Foto: REUTERS/Grigory Dukor

Bestätigt wurde es zwar erst am Dienstag, doch alle Spuren, schrieben russische Medien, deuteten schon Stunden nach dem Anschlag darauf hin, dass der Täter von St. Petersburg aus Kirgisistan stammte. Auch die Suche nach möglichen Hintermännern bezog sich auf Gruppen aus Zentralasien. Dass die russischen Behörden in diese Richtung ermitteln, galt nicht mehr als große Überraschung. Denn die zentralasiatischen Staaten sind in den vergangenen Jahren zu Sorgenkindern der Antiterrorkämpfer geworden – auch wenn ihre Bewohner mehrheitlich als Anhänger eines moderaten Islam gelten.

Rund 4.000 Kämpfer der Terrormiliz "Islamischer Staat" (IS) in Syrien und im Irak sollen nach Schätzungen des Thinktanks International Crisis Group (ICG) mit Stand Ende 2015 aus der Region stammen. Auch in Attentate im Ausland waren Menschen aus den zentralasiatischen Staaten schon verwickelt: Die Angreifer beim blutigen Anschlag auf den Istanbuler Atatürk-Flughafen vom Juni 2016 mit 45 Toten stammten aus Usbekistan und Kirgisistan. Auch jener Attentäter, der in der Silvesternacht zum Jahreswechsel 2017 mindestens 39 Menschen in einem Istanbuler Nachtklub erschoss, kam ursprünglich aus Usbekistan, einer seiner Komplizen aus Kirgisistan.

Vor allem das fruchtbare und dichtbesiedelte Ferghanatal, das sich Usbekistan, Kirgisistan und Tadschikistan teilen, gilt als Krisenherd – das betrifft soziale Unruhen, aber auch Radikalisierung.

Staatliche Unterdrückung

Gründe für die Anfälligkeit gibt es viele. Fast immer haben sie aber mit der komplizierten Geschichte der Region zu tun, deren Teilung in einzelne Staaten relativ neu ist: Im Perserreich gehörte das Tal der Provinz Transoxanien an, später wurde es zum eigenständigen Khanat Kokand. Auch unter russischer Herrschaft blieb es zunächst ungeteilt. Erst die Sowjetunion ließ die Grenzen neu ziehen – und formte damit die heutigen ethnischen Gruppen, die sich zuvor nur vage unterschieden hatten. Außerdem ließ Moskau islamische Traditionen unterdrücken.

== DATENSATZAUSZUG ==
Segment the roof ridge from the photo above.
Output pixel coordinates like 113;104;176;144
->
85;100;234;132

== ÜBUNGSTEILE ==
1/ Beantworte anhand des Textes über Zentralasien und Terrorismus:
(a) Wie viele Kämpfer des IS in Syrien und im Irak sollen nach Schätzung der ICG mit Stand Ende 2015 aus der Region stammen?
(b) Welche Staaten teilen sich das Ferghanatal?
(c) Zu welchem eigenständigen Khanat wurde das Tal nach der Zeit im Perserreich?
2/ Setze den Text über Zentralasien und Terrorismus nach seinem letzten Satz fort.
Die Zeilen sind hierfür ohne Bedeutung.

== ENDERGEBNISSE ==
1/
(a) Rund 4.000 Kämpfer.
(b) Usbekistan, Kirgisistan und Tadschikistan.
(c) Zum Khanat Kokand.

2/
Beides hat Folgen bis heute: Vor allem im Ferghanatal ist die Bevölkerung noch immer gemischt, alle drei Staaten haben große Minderheiten aus den jeweils zwei anderen. Das heizt soziale Spannungen an. Außerdem gediehen schon in der späten Sowjetunion Untergrundmoscheen. Sie entzogen sich staatlicher Kontrolle und wandten sich nach der Unabhängigkeit 1991 konservativen Strömungen zu. Oft flossen Spendengelder aus dem Nahen Osten.

Die Islamisten trafen dabei auf eine Bevölkerung, die nach dem Ende der Sowjetunion auf der Suche nach neuer Identität war – und vielfach kaum Erinnerungen an jene früherer Generationen hatte. Seither ist die Bevölkerung deutlich konservativer geworden. Gewaltbereitschaft ist noch ein Minderheitenprogramm – aber eines, das Zulauf hat. Schon 2001 gingen erste Kämpfer nach Afghanistan, später zum IS. Dabei ist auch der Sold ein Faktor. Er ist viel höher als ein normales Einkommen.

Teilweise hilflos wirkende Maßnahmen

Besonders wegen der wirtschaftlichen Stagnation gilt die Sorge schon länger den IS-Rückkehrern: Die Regierungen flüchten in teilweise hilflos wirkende Maßnahmen. Das autokratische Tadschikistan befahl vor einem Jahr 1.700 Frauen, ihre Gesichtsschleier abzunehmen, und rund 13.000 Männern, sich ihre langen Bärte abrasieren zu lassen. Das vergleichsweise demokratische Kirgisistan versuchte es lange mit Duldung und hat erst seit den Anschlägen von 2015 die islamistischen Gruppen stärker im Blick.

Auch Russland ist auf die Bedrohung aufmerksam geworden. Moskau strebt mit dem Argument des Antiterrorkampfes eine engere Militärkooperation mit mehreren Staaten in der Region an – was westliche Staaten bisher als Vorwand für geopolitische Ausdehnung kritisierten. 2016 hat Russland eine Basis in Tadschikistan ausgebaut und Soldaten an die Grenze zu Afghanistan geschickt.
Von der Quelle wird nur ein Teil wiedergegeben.